### Exercise passage
# # #
Those words made things make more sense to me. It made my interactions and hopes and disappointments in my husband and other men around me make more sense. It made some of my worst mistakes, although I still take ownership of them, make more sense. I believe with my whole heart that the words I heard that day are true.

I did go to the reunion I talked about last week over the weekend of the 4th. It actually went very well. I was able to see relatives that I haven't for a very long time and talk to "kids" I grew up with who are no longer kids that I haven't seen in an equally long time. I think spacing attending those reunions out a good 5-10 years might be a good idea! Despite the pain in the family, there were many people there who were genuine and genuinely living their lives for Christ and striving to do so in their own families. I am proud of that. Christ works in a family of hurt and it was beautiful to see His rays of light intermixed with the pain. I am grateful I went and stuck around long enough to see those lights.

This was my dad's family. My dad and I did not have a good relationship when I was growing up. There was quite a bit of pain involved and very little to balance it out. I can remember only a handful of times when we spent any time together. I don't believe I had the kind of father I needed.
# # #
### Supplied data

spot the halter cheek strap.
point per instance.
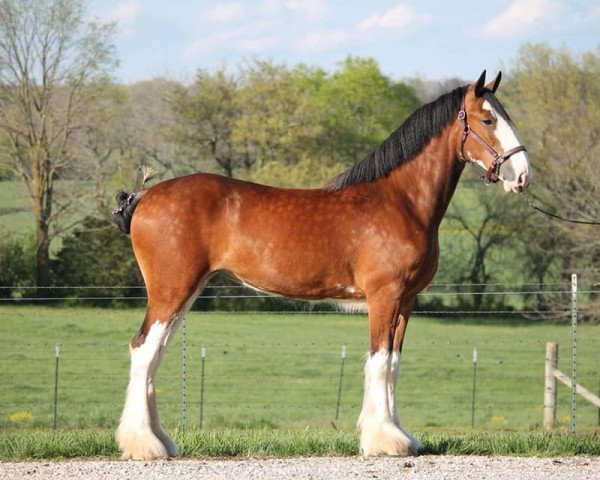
(493, 171)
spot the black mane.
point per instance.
(403, 144)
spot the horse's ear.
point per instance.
(480, 85)
(493, 85)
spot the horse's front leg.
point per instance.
(381, 433)
(415, 444)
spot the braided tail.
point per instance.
(126, 203)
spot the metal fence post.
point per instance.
(203, 356)
(56, 356)
(337, 408)
(474, 387)
(574, 356)
(183, 377)
(550, 385)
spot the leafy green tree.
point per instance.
(48, 58)
(554, 95)
(359, 107)
(277, 121)
(17, 265)
(204, 119)
(95, 254)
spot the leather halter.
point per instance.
(493, 171)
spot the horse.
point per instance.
(370, 235)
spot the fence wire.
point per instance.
(282, 369)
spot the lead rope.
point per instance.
(570, 220)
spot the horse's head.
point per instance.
(489, 137)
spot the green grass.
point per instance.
(280, 371)
(63, 444)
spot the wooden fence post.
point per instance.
(550, 385)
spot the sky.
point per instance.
(432, 39)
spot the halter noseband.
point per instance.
(493, 171)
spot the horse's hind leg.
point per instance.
(140, 435)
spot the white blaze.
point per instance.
(516, 171)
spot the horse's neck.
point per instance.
(427, 182)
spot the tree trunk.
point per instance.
(42, 257)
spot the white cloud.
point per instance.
(124, 13)
(222, 13)
(255, 37)
(311, 8)
(520, 16)
(399, 17)
(323, 40)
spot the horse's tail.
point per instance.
(126, 203)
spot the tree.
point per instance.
(485, 223)
(48, 58)
(359, 107)
(205, 114)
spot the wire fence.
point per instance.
(284, 369)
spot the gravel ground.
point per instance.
(425, 467)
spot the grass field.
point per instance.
(276, 371)
(284, 443)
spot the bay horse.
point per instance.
(370, 235)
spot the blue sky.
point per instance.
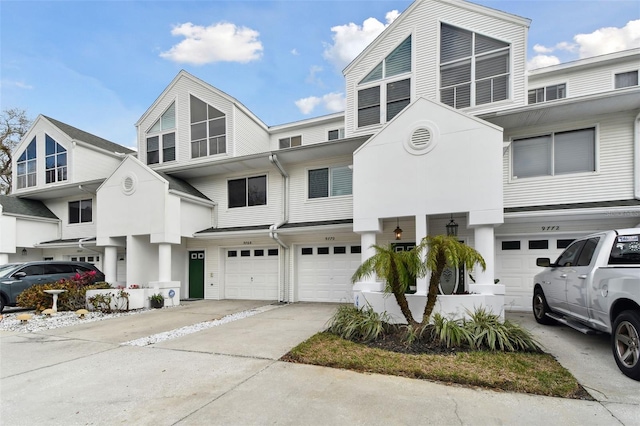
(98, 65)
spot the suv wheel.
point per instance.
(625, 343)
(540, 308)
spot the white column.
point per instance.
(109, 264)
(164, 262)
(422, 230)
(485, 245)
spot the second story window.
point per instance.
(474, 69)
(330, 182)
(55, 161)
(80, 211)
(247, 192)
(549, 93)
(626, 79)
(290, 141)
(161, 138)
(26, 164)
(382, 101)
(208, 129)
(554, 154)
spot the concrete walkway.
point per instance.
(230, 375)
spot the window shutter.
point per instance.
(341, 181)
(318, 183)
(532, 157)
(574, 151)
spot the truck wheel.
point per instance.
(625, 342)
(540, 308)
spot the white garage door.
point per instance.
(251, 273)
(324, 272)
(516, 266)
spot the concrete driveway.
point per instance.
(230, 375)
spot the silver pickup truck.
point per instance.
(594, 286)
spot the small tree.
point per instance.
(14, 124)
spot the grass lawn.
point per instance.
(533, 373)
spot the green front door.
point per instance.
(196, 275)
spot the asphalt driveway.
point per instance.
(230, 375)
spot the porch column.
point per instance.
(485, 245)
(109, 264)
(422, 230)
(164, 262)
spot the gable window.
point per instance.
(80, 211)
(549, 93)
(290, 141)
(554, 154)
(474, 69)
(27, 166)
(394, 93)
(626, 79)
(335, 134)
(208, 129)
(247, 192)
(55, 161)
(330, 182)
(161, 139)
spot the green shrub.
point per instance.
(356, 324)
(72, 299)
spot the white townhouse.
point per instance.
(443, 126)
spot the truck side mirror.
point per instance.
(544, 262)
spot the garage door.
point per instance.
(251, 273)
(516, 266)
(324, 272)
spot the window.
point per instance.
(80, 211)
(554, 154)
(27, 166)
(396, 93)
(55, 161)
(330, 182)
(335, 134)
(626, 79)
(290, 141)
(474, 69)
(208, 129)
(549, 93)
(161, 139)
(247, 192)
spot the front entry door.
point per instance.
(196, 275)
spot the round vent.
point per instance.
(129, 183)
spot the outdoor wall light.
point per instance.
(452, 228)
(398, 230)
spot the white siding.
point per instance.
(424, 24)
(613, 179)
(304, 209)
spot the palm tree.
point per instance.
(442, 251)
(398, 269)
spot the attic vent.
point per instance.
(420, 138)
(128, 183)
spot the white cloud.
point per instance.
(221, 42)
(350, 39)
(333, 102)
(540, 61)
(609, 39)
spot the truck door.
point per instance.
(555, 289)
(578, 280)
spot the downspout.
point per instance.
(284, 264)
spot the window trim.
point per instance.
(596, 159)
(246, 194)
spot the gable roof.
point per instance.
(86, 137)
(25, 207)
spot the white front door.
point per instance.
(251, 273)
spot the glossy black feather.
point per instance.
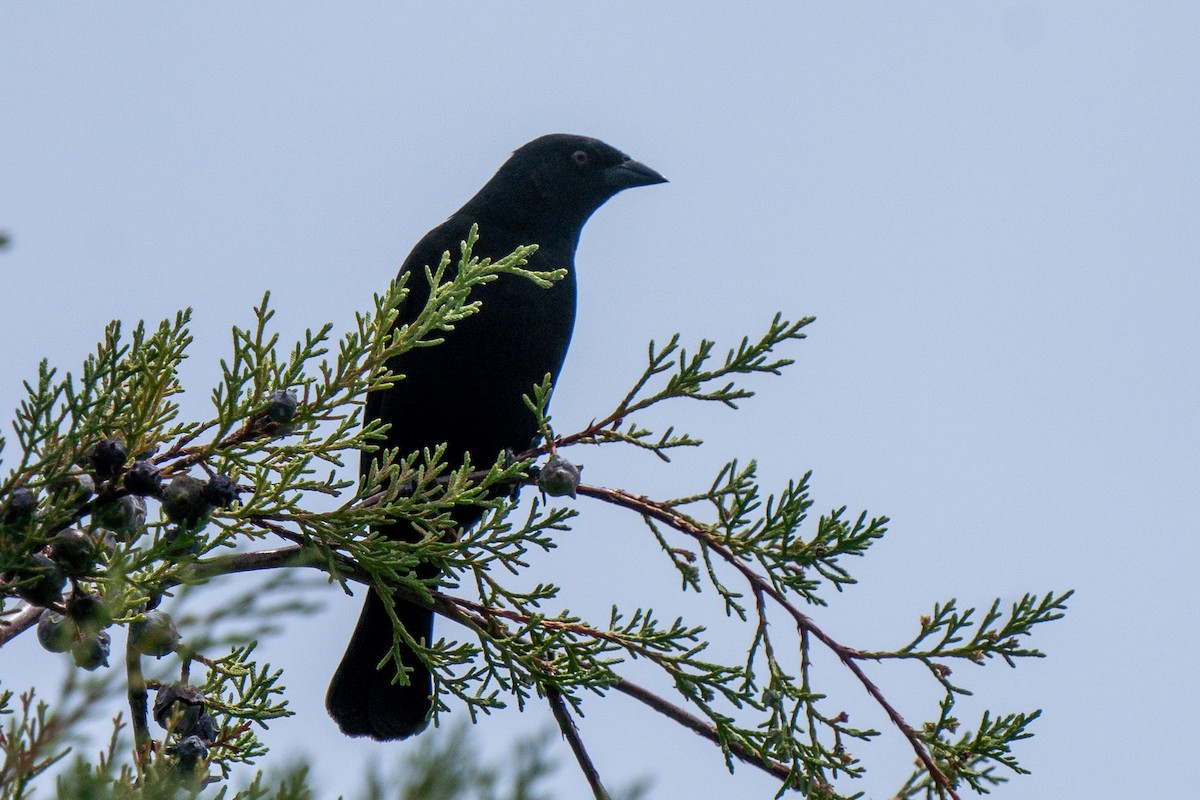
(468, 391)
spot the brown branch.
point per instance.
(18, 623)
(849, 657)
# # #
### Assigned task 1
Answer these questions from the reunion passage.
(a) Over what weekend did the reunion take place?
(b) Whose family was the reunion for?
(c) How far apart does the writer think attending those reunions might be spaced?
### Assigned task 2
Retype the reunion passage between "This was my" and "father I needed.", inclusive.
### Assigned task 3
Summarize the reunion passage in two sentences.

### Task answer 1
(a) The weekend of the 4th.
(b) The writer's dad's family.
(c) A good 5-10 years.

### Task answer 2
This was my dad's family. My dad and I did not have a good relationship when I was growing up. There was quite a bit of pain involved and very little to balance it out. I can remember only a handful of times when we spent any time together. I don't believe I had the kind of father I needed.

### Task answer 3
The writer attended a reunion of the dad's side of the family over the weekend of the 4th, and it went very well, with a chance to see relatives and childhood acquaintances not seen in a very long time. Despite the pain in the family, many people there were genuinely living their lives for Christ, and the writer is grateful for going, although the writer and the writer's dad did not have a good relationship during the writer's childhood.